= Exercise material =
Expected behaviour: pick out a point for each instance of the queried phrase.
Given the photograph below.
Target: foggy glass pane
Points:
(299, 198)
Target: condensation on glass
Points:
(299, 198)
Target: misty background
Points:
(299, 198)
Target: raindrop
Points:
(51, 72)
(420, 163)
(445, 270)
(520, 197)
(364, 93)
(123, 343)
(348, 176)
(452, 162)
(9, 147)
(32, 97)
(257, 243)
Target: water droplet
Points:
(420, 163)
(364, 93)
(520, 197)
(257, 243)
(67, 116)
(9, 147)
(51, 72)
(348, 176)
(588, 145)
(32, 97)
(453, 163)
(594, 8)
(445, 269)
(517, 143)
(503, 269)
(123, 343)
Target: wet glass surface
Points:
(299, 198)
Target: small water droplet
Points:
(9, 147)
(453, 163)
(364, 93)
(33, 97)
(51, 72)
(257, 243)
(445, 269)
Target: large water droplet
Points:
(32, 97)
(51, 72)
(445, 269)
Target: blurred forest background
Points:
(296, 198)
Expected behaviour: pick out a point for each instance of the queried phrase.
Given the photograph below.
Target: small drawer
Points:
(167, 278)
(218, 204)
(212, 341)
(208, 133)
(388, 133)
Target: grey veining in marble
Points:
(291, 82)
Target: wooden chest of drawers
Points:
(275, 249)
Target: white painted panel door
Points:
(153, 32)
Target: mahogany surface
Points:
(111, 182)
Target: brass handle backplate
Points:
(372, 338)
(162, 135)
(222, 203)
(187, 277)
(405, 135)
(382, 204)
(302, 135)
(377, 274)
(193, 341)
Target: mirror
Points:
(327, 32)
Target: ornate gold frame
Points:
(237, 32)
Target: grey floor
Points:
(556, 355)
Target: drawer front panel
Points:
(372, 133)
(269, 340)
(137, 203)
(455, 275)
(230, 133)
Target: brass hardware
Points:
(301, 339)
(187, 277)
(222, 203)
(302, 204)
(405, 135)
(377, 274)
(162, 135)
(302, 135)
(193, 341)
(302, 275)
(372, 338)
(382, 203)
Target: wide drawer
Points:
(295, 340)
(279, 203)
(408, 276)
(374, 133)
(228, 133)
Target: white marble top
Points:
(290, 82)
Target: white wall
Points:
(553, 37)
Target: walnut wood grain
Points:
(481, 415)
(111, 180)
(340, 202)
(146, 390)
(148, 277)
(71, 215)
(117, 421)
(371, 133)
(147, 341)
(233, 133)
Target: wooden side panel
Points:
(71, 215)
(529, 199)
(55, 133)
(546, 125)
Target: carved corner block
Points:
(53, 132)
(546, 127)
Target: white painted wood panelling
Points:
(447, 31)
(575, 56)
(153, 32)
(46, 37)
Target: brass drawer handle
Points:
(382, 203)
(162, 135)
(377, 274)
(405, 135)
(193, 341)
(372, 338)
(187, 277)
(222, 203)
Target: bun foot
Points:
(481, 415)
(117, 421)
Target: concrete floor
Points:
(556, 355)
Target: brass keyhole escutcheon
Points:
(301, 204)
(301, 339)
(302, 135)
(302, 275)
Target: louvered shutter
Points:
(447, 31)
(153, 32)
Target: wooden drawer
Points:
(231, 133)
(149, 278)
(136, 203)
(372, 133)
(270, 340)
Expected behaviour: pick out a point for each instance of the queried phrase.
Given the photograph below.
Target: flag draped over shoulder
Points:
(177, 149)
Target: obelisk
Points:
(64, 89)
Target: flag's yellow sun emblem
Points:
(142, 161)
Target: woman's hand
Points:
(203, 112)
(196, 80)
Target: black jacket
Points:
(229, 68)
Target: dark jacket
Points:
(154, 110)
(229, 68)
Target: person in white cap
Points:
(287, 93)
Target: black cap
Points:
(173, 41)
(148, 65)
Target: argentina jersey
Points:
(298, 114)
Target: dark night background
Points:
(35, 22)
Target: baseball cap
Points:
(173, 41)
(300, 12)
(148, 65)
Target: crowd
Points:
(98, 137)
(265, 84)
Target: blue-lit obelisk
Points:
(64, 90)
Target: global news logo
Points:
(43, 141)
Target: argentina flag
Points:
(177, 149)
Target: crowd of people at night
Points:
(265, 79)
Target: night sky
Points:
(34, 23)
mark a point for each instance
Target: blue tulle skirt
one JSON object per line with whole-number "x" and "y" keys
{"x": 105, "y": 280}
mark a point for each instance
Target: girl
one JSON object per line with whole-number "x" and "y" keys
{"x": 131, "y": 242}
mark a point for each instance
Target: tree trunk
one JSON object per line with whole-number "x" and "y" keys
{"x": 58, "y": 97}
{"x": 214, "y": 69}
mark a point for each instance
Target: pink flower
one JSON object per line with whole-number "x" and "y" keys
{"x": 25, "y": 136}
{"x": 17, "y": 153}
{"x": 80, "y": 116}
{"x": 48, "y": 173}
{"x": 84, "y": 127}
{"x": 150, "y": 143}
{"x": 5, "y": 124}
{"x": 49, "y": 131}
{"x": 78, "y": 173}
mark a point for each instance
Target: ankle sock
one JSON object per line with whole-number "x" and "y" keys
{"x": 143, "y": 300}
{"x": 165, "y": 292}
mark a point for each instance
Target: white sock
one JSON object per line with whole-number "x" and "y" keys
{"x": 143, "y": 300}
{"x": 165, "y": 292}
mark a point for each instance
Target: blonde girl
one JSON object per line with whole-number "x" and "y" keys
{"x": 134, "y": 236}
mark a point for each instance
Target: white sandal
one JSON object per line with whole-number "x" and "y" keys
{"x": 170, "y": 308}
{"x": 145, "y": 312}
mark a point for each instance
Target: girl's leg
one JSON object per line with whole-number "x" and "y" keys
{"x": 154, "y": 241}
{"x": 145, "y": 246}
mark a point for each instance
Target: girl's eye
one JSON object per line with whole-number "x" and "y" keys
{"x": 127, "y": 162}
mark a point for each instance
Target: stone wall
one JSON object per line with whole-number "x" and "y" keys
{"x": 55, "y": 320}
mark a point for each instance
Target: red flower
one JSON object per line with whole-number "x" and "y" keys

= Exercise goal =
All of the records are to be reproduced exactly as they were given.

= Answer to this exercise =
Expected behaviour: pick out a point for each instance of the queried phrase.
Given the photograph below.
Target: foggy glass pane
Points:
(299, 198)
Target: condensation on glass
Points:
(299, 198)
Target: misty background
Points:
(299, 198)
Target: raindrop
Points:
(51, 72)
(420, 163)
(445, 270)
(520, 197)
(364, 93)
(123, 343)
(348, 176)
(452, 162)
(9, 147)
(32, 97)
(257, 243)
Target: water droplet
Points:
(420, 163)
(364, 93)
(520, 197)
(257, 243)
(67, 116)
(9, 147)
(51, 72)
(348, 176)
(588, 145)
(32, 97)
(453, 163)
(594, 8)
(445, 269)
(517, 143)
(503, 269)
(123, 343)
Target: wet glass surface
Points:
(299, 198)
Target: small water droplet
Points:
(9, 147)
(453, 163)
(364, 93)
(33, 97)
(51, 72)
(257, 243)
(445, 269)
Target: large water droplet
Points:
(32, 97)
(51, 72)
(445, 269)
Target: blurred forest background
Points:
(296, 198)
Expected behaviour: pick out a point for each instance of the queried phrase.
Given the photograph below.
Target: small drawer
Points:
(167, 278)
(218, 204)
(212, 341)
(208, 133)
(388, 133)
Target: grey veining in marble
Points:
(291, 82)
Target: wooden chest of drawers
Points:
(275, 249)
Target: white painted panel door
Points:
(153, 32)
Target: mahogany surface
Points:
(111, 182)
Target: brass handle backplate
Points:
(372, 338)
(162, 135)
(222, 203)
(187, 277)
(405, 135)
(382, 204)
(302, 135)
(377, 274)
(193, 341)
Target: mirror
Points:
(327, 32)
Target: ornate gold frame
Points:
(237, 32)
Target: grey floor
Points:
(556, 355)
Target: drawer front panel
Points:
(372, 133)
(269, 340)
(137, 203)
(455, 275)
(230, 133)
Target: brass hardware
Points:
(301, 339)
(187, 277)
(222, 203)
(302, 204)
(405, 135)
(377, 274)
(162, 135)
(302, 135)
(193, 341)
(302, 275)
(372, 338)
(382, 203)
Target: wide drawer
Points:
(295, 340)
(279, 203)
(408, 276)
(374, 133)
(228, 133)
Target: white marble top
Points:
(290, 82)
Target: white wall
Points:
(553, 37)
Target: walnut wood grain
Points:
(481, 415)
(111, 180)
(340, 202)
(146, 390)
(148, 277)
(71, 215)
(117, 421)
(371, 133)
(147, 341)
(233, 133)
Target: wooden side panel
Points:
(71, 215)
(529, 199)
(55, 133)
(546, 125)
Target: carved corner block
Points:
(53, 132)
(546, 127)
Target: white painted wood panelling
Points:
(447, 31)
(575, 56)
(153, 32)
(46, 37)
Target: brass drawer handle
Points:
(382, 203)
(162, 135)
(377, 274)
(405, 135)
(193, 341)
(372, 338)
(187, 277)
(222, 203)
Target: bun foot
Points:
(481, 415)
(117, 421)
Target: concrete floor
Points:
(556, 355)
Target: brass keyhole escutcheon
Points:
(301, 204)
(301, 339)
(302, 135)
(302, 275)
Target: louvered shutter
Points:
(447, 31)
(153, 32)
Target: wooden drawer
Points:
(231, 133)
(149, 278)
(136, 203)
(372, 133)
(270, 340)
Expected behaviour: pick out a point for each instance of the queried phrase.
Given the photograph below.
Target: flag draped over shoulder
Points:
(177, 149)
Target: obelisk
Points:
(64, 89)
Target: flag's yellow sun emblem
Points:
(142, 161)
Target: woman's hand
Points:
(203, 112)
(196, 80)
Target: black jacket
Points:
(229, 68)
Target: dark jacket
Points:
(154, 110)
(229, 68)
Target: person in white cap
Points:
(287, 93)
Target: black cap
Points:
(173, 41)
(148, 65)
Target: argentina jersey
Points:
(298, 114)
Target: dark night background
Points:
(35, 22)
Target: baseball cap
Points:
(173, 41)
(300, 12)
(148, 65)
Target: crowd
Points:
(98, 137)
(265, 84)
Target: blue-lit obelisk
Points:
(64, 90)
Target: global news logo
Points:
(43, 141)
Target: argentina flag
Points:
(177, 149)
Target: crowd of people at night
Points:
(265, 79)
Target: night sky
Points:
(34, 23)
mark a point for each instance
Target: blue tulle skirt
one JSON object per line with whole-number "x" and "y" keys
{"x": 105, "y": 280}
mark a point for each instance
Target: girl
one JSON object per line with whole-number "x" and "y" keys
{"x": 131, "y": 242}
mark a point for each instance
Target: tree trunk
one JSON object per line with whole-number "x" and "y" keys
{"x": 58, "y": 97}
{"x": 214, "y": 69}
mark a point for each instance
Target: pink flower
one JSON object per line with whole-number "x" and "y" keys
{"x": 25, "y": 136}
{"x": 17, "y": 153}
{"x": 80, "y": 116}
{"x": 48, "y": 173}
{"x": 84, "y": 127}
{"x": 150, "y": 143}
{"x": 5, "y": 124}
{"x": 49, "y": 131}
{"x": 78, "y": 173}
mark a point for each instance
Target: ankle sock
one JSON object per line with whole-number "x" and "y" keys
{"x": 143, "y": 300}
{"x": 165, "y": 292}
mark a point for each instance
Target: white sock
one JSON object per line with whole-number "x" and "y" keys
{"x": 143, "y": 300}
{"x": 165, "y": 292}
mark a point for each instance
Target: blonde girl
one JSON object per line with whole-number "x" and "y" keys
{"x": 134, "y": 236}
mark a point for each instance
Target: white sandal
one JSON object per line with whole-number "x" and "y" keys
{"x": 170, "y": 308}
{"x": 145, "y": 312}
mark a point for each instance
Target: girl's leg
one JSON object per line with whole-number "x" and "y" keys
{"x": 154, "y": 241}
{"x": 145, "y": 246}
mark a point for each instance
Target: girl's eye
one JSON object per line with whole-number "x" and "y" keys
{"x": 127, "y": 162}
mark a point for each instance
Target: stone wall
one JSON object per line with whole-number "x" and "y" keys
{"x": 55, "y": 320}
mark a point for each instance
Target: red flower
one JSON object per line with whole-number "x" and "y" keys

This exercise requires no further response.